Fragmento seleccionado ▸
==================================================

Cuando digo una mujer común, quiero decir una historia como la de aquellos que vivieron como si al mundo lo hicieran otros. Una especie de no‑épica, que dejaba liberada la toma de decisiones públicas, las buenas y las malas, en una especie de aristocracia sin cara y sin nombres. Pero esta forma de vivir lleva implícita una trampa. Ella se desligaba de las decisiones que movían el mundo, pero se obligaba a ser buena, honesta, sin dar pie a generar el más mínimo chisme. Entonces, así, sentía que obligaba a esos aristócratas (el poder, político y económico) a ser mejores que ella, o al menos como ella, como si de esa pureza y simpleza con la que vivía, sumadas a otras purezas y simplezas semejantes, debiera salir un mundo mejor. Que no haya sido como ella sentía que era, no quiere decir que no tuviera razón.

Ella no lo pensaba así, claro. Era la educación que recibió y aceptó, deudataria de esos inmigrantes que entendían las diferencias sociales sin entrar en la lucha de clases, porque por motivos muy ancestrales, quizá nacidos en el feudalismo, creían realmente que las "vaquitas son ajenas" y que no tenían derecho a cuestionarlo. Mi vieja también creía eso. Porque era mejor eso que desear lo que no se tenía, lo que no se podía ganar con trabajo liso y llano. El resto era confianza en la fuerza personal, en la fuerza de la familia, más una imprecisa confianza en Dios (y no me caben dudas de que para ella el peor de los pecados a cometer era la envidia), aunque nunca la vi ir a misa excepto en casamientos y entierros.

¿Vivió la vida que le hubiera gustado vivir? ¿De haber podido, hubiera elegido otra? No lo sé. No creo que se hubiera movido mucho de su lugar. Quizá hubiera elegido tener algunas cosas más, cosas menores, algún viaje o una casa más grande, pero no mucho más. Eso también era parte de esa educación recibida: no cagar más alto de lo que daba el culo, no ostentar, no figurar, no mandarse la parte. Era de las personas que fueron educadas para ser testigos. Los protagonistas eran otros. Romper ese cerco lleva una vida, o varias generaciones.

Por eso, creo que lo más importante de todo, cuando estás parado allí, a su lado, esperando el desenlace, es preguntarte si lo que uno llama vida no es, acaso, aceptar el mandato familiar, o desafiarlo. Por eso, el mandato más fuerte que ella me inculcó fue que yo me tenía que ir de mi pequeño pueblo piamontés‑santafesino, con una frase que se le caía de la boca todo el tiempo cuando yo era un pibe: "Cuando te vayas a estudiar". No es que creyera que fuera de allí existía la felicidad, pero sí que había que explorar el más allá para saberlo.

==================================================

Lista de tareas ▸
1. Según el fragmento sobre una mujer común, ¿en qué ocasiones se la veía ir a misa?
2. Extrae del fragmento sobre una mujer común el pasaje que empieza con "Por eso, creo" y sigue hasta "allá para saberlo.".
3. Continúa el fragmento sobre una mujer común a partir del punto en que se detiene.

Datos disponibles ▸
==================================================

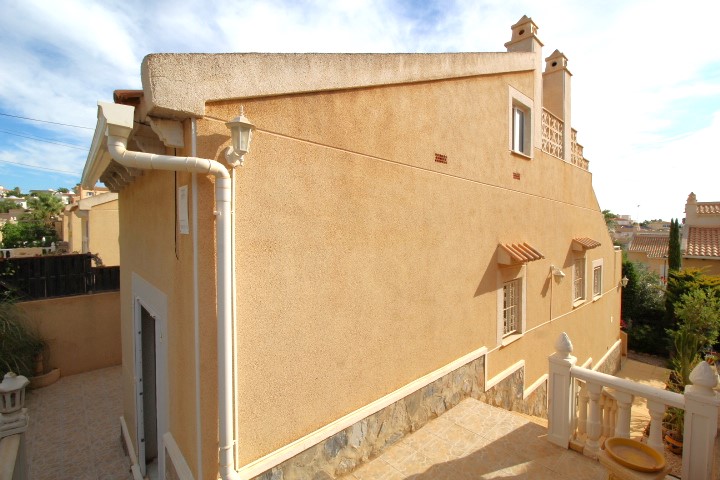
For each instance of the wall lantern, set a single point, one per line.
(240, 134)
(13, 417)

==================================================

Resultados por tarea ▸
1. Solo en casamientos y entierros.

2.
Por eso, creo que lo más importante de todo, cuando estás parado allí, a su lado, esperando el desenlace, es preguntarte si lo que uno llama vida no es, acaso, aceptar el mandato familiar, o desafiarlo. Por eso, el mandato más fuerte que ella me inculcó fue que yo me tenía que ir de mi pequeño pueblo piamontés‑santafesino, con una frase que se le caía de la boca todo el tiempo cuando yo era un pibe: "Cuando te vayas a estudiar". No es que creyera que fuera de allí existía la felicidad, pero sí que había que explorar el más allá para saberlo.

3.
¿Lo hubiera hecho ella de haber podido? ¿Lo hubiera explorado ella ese afuera? No lo creo. Ella había recibido un mandato y lo cumpliría. Y crearía un mandato diferente para sus hijos. Todo sin pensarlo demasiado, apenas el resultado de vivir una vida común, sin ostentar, envidiar, desear más de lo que sus manos podían construir.

Fui a verla por tres días y me quedé casi tres semanas, hasta que murió. Tres semanas en mi querido pueblo es también un viaje al pasado: amigos, lugares, recuerdos. Es abstraerse de las taras de la modernidad sobre las que uno piensa todo el tiempo. Allí, paralizado en el tiempo y en el espacio, a la espera de la parca, las palabras capitalismo, posverdad, derecha, izquierda, no servían ni para romper el silencio.

No tanto las palabras peronismo o antiperonismo, música de fondo sobre el que se escribió la historia de estos pueblos, sea desde casas como la de mi vieja a la calle, o desde la calle al interior de esas casas. Con esa música de fondo es que mi vieja vivió su vida. Podías no ejecutar ningún instrumento, quizá no bailar. Pero era imposible dejar de oírla.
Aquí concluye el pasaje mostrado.